Metal matrix composites have attracted special interest as a material which is useful for applications requiring specific strength, specific rigidity, etc., and various studies about combinations of reinforcements and matrixes, production processes, etc. have hitherto been made.
In the composite, various ceramic particles are commonly used as reinforcements, and it is known that characteristics of the composite (e.g. mechanical strength, wear resistance, etc.) depend largely on properties of the reinforcement. When using alumina particles as the reinforcement, alumina powder obtained by grinding electrically fused alumina or sintered alumina has frequently been used as the reinforcement, heretofore.
For example, Journal of Materials Science Vol. 28, page 6683 (1983) discloses an aluminum matrix composite using ground α-alumina powder as the reinforcement.
Japanese Patent Kokai (laid-open) No. 63-243248 discloses a magnesium matrix composite using alumina particles (e.g. electrically fused alumina, etc.) as the reinforcement.
Japanese Patent Kokai (laid-open) No. 62-13501 discloses a copper matrix composite using fine particles of alumina as the reinforcement.
The Japan Institute of Light Metal, 84th Meeting in Spring Season (1993, May), Collection of Preliminary Manuscripts discloses an aluminum matrix composite using spherical particles of fine-particles comprising corundum (α-alumina) as a main component and mullite as the reinforcement.
In Japanese Patent Kokai (laid-open) No. 2-122043 discloses a cylinder liner made of a hypereutectic aluminum-silicon alloy matrix composite using α-alumina powder having no sharp edge as the reinforcement and graphite powder as a lubricant.
Riso International Symposium on Materials Science (12th), Roskilde, page 503 (1991) discloses an aluminum matrix composite using hexagonal tabular α-alumina powder having an aspect ratio (same as ratio of long diameter to short diameter) of 5 to 25 as the reinforcement.
However, the alumina powders used as reinforcements in these known composites are prepared through a grinding process and, therefore, the strength of particles is low. In addition, the particle size distribution is wide or ratio of the long diameter to short diameter is large and, therefore, packing properties are liable to become inferior. Consequently, the metal matrix composite using the alumina powder as the reinforcement had a problem that the mechanical strength and wear resistance are not necessarily sufficient.

What to do -
a - Repeat the part of the passage on metal matrix composites that opens with the words containing "Japanese Patent Kokai (laid-open) No. 63-243248" and closes with "etc.) as the reinforcement.".
b - List every Japanese Patent Kokai (laid-open) number cited in the passage on metal matrix composites.

(Entries for bounding box labeling)
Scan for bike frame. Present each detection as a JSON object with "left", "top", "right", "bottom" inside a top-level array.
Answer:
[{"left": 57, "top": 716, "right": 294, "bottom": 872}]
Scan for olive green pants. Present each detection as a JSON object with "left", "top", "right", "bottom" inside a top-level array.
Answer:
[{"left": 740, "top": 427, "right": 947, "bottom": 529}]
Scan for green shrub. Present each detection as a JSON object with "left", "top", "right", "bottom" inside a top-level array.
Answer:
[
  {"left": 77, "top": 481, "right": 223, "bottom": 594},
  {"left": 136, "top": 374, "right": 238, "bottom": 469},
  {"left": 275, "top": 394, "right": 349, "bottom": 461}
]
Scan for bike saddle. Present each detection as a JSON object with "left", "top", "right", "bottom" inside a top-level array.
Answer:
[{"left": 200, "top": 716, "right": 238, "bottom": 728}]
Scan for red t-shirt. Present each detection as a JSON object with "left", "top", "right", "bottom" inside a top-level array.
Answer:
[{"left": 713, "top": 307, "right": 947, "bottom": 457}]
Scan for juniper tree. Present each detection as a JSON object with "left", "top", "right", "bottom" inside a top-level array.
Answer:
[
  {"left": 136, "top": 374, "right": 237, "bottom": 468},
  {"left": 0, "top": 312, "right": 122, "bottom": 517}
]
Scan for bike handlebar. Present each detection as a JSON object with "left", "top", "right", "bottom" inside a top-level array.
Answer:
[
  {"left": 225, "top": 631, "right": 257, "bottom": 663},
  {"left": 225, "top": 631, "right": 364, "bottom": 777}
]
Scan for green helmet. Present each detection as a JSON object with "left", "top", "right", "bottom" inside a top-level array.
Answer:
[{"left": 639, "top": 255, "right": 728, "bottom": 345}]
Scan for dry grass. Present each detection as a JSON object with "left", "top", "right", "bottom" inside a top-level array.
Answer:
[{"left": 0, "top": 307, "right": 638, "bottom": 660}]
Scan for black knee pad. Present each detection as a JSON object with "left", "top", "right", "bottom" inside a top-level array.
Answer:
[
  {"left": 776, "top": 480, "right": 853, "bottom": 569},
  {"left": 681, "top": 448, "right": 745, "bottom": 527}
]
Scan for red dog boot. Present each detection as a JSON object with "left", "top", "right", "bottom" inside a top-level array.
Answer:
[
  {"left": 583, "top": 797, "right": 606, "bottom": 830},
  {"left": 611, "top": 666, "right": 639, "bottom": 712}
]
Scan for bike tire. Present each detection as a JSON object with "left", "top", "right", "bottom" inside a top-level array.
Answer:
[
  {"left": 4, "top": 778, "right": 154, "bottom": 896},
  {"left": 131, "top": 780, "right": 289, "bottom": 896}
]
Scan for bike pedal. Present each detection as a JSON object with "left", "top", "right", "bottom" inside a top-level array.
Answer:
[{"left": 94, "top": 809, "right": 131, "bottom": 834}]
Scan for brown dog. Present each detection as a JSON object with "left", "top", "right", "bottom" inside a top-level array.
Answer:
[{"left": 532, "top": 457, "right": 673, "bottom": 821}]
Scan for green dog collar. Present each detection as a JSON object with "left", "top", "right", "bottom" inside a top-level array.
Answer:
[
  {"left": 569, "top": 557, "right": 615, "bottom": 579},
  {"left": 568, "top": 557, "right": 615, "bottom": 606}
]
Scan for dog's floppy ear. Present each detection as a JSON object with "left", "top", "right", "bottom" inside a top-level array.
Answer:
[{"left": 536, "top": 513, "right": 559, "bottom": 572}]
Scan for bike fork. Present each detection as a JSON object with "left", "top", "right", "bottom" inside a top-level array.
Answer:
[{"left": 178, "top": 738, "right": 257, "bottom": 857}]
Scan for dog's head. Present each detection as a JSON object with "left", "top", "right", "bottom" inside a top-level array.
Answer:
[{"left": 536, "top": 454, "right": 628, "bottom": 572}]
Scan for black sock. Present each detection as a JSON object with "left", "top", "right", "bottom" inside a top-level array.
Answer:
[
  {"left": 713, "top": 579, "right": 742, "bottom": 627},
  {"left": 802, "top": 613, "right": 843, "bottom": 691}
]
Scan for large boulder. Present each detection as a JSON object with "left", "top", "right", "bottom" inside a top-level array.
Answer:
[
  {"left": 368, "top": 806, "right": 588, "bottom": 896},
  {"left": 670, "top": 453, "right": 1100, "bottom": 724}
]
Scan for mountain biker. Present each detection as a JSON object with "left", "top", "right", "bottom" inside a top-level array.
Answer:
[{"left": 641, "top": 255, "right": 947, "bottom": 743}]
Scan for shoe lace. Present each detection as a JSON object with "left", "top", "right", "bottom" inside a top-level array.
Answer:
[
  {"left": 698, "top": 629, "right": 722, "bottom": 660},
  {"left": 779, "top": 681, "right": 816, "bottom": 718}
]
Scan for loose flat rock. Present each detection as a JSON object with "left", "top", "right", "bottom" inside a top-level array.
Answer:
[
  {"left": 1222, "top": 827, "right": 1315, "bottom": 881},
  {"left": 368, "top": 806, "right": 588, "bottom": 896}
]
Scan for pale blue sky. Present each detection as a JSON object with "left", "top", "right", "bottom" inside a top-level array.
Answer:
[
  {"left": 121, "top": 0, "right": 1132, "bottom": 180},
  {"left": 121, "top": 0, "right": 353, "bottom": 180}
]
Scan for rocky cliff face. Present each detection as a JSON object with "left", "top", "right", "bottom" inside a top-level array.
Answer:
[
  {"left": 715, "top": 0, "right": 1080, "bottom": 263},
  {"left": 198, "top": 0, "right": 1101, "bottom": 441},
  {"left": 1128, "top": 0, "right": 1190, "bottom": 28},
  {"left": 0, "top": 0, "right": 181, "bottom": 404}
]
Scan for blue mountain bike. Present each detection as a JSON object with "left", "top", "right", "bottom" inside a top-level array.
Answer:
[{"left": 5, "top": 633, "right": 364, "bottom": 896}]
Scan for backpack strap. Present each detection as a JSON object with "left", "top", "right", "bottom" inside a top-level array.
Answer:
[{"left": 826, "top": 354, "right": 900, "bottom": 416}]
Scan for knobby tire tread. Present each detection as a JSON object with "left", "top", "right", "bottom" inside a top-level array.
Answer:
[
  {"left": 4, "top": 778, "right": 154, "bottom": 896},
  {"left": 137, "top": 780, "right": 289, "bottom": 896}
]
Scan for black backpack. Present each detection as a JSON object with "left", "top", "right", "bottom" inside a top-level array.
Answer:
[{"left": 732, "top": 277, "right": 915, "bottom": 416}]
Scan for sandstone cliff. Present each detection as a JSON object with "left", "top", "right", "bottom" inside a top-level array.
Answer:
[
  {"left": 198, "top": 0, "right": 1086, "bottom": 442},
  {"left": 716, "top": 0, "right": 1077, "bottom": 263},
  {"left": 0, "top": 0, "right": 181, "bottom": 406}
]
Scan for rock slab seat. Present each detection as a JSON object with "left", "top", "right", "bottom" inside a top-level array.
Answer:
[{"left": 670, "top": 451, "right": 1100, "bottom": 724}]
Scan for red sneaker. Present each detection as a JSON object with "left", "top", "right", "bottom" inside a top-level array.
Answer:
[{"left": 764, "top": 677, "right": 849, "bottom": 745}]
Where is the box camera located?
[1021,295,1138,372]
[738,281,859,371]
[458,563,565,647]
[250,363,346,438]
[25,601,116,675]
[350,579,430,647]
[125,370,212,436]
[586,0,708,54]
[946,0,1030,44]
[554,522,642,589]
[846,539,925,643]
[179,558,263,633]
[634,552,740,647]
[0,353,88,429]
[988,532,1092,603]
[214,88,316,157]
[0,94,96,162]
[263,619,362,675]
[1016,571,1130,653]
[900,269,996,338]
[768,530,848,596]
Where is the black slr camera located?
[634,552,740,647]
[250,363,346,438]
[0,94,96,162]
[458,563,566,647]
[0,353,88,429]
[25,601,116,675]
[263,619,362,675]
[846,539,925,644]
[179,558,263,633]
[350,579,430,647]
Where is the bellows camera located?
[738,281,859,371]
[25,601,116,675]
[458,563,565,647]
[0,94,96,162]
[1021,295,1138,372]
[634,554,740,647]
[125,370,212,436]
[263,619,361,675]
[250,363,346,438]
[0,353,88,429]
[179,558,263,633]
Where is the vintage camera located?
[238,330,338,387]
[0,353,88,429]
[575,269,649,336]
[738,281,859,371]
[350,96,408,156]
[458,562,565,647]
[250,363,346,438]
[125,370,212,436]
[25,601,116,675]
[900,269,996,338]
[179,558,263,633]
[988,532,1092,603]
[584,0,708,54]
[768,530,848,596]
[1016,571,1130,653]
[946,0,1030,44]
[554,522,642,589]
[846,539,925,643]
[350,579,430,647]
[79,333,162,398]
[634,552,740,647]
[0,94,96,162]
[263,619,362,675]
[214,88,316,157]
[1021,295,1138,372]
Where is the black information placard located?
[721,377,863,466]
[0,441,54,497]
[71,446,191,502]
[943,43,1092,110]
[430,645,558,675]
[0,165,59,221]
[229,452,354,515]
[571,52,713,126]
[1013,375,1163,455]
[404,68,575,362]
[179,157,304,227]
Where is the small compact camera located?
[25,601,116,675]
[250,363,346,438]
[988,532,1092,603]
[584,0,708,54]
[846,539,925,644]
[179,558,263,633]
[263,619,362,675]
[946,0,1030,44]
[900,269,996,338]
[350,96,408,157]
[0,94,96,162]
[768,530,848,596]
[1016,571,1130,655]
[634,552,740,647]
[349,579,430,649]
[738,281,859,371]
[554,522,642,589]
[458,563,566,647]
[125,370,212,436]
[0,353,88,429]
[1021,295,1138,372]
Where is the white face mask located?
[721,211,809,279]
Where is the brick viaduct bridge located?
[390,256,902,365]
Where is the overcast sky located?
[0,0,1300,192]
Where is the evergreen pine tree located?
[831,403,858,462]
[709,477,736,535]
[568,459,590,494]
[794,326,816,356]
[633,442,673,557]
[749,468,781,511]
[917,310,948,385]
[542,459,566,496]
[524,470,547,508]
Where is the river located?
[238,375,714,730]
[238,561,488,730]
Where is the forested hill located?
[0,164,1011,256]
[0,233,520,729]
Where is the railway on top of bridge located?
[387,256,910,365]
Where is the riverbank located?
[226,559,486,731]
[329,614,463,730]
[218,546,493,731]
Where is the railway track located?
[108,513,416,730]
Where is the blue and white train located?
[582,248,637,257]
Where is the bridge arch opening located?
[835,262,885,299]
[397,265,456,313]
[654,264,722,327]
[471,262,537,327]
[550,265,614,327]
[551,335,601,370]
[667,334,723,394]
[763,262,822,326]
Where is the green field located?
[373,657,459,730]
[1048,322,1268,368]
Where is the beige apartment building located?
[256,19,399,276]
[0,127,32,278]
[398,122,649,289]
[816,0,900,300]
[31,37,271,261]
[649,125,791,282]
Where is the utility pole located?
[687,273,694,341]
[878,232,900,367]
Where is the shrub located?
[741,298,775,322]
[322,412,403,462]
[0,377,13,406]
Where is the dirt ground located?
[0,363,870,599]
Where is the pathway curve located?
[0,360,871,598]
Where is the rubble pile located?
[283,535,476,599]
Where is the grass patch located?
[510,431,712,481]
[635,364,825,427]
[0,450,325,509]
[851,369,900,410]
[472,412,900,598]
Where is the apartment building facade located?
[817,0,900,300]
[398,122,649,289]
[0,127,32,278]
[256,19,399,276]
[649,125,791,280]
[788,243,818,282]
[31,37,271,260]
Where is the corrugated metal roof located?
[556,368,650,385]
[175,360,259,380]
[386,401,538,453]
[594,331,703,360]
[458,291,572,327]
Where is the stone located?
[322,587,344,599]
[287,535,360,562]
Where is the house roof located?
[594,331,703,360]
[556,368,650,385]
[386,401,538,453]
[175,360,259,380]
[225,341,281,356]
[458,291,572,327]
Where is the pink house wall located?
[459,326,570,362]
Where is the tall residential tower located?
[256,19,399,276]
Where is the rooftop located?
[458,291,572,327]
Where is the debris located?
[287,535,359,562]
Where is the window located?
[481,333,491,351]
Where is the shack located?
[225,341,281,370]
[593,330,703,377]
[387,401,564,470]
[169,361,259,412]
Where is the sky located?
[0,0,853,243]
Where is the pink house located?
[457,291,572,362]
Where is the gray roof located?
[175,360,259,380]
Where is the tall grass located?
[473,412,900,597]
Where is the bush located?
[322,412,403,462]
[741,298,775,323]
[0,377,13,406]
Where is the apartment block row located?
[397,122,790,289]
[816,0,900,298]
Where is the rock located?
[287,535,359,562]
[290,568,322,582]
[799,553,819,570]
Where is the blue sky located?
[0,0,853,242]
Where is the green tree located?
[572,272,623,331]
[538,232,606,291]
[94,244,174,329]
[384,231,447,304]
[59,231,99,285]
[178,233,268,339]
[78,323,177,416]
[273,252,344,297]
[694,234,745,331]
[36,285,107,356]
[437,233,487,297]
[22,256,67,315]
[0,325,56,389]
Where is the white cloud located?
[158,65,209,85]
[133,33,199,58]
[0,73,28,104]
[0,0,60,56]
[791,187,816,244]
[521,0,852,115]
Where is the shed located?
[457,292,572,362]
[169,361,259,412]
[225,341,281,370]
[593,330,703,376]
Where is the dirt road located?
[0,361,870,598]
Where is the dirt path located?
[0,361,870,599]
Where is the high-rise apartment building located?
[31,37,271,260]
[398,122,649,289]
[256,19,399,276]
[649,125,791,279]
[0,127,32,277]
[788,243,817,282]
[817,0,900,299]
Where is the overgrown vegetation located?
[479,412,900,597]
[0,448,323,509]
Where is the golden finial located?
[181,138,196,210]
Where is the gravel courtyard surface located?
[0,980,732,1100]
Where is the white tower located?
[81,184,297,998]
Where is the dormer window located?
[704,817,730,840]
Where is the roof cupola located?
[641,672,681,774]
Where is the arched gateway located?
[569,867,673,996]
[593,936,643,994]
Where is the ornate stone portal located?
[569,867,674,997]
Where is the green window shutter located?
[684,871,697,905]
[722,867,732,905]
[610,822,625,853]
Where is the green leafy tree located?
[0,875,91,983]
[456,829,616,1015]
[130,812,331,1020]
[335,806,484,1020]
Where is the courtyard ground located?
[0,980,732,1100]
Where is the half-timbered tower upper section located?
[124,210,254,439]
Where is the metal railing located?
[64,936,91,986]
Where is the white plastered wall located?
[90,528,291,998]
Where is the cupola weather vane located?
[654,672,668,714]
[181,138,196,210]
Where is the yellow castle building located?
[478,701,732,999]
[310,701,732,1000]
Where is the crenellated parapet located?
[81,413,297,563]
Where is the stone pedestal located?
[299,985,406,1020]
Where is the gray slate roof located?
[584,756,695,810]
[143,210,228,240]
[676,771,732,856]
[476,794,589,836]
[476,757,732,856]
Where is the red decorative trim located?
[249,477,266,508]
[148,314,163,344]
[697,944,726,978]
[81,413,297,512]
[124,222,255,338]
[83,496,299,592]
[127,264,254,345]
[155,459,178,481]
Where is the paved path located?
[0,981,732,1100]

Answer list -
a -
Japanese Patent Kokai (laid-open) No. 63-243248 discloses a magnesium matrix composite using alumina particles (e.g. electrically fused alumina, etc.) as the reinforcement.

b -
No. 63-243248
No. 62-13501
No. 2-122043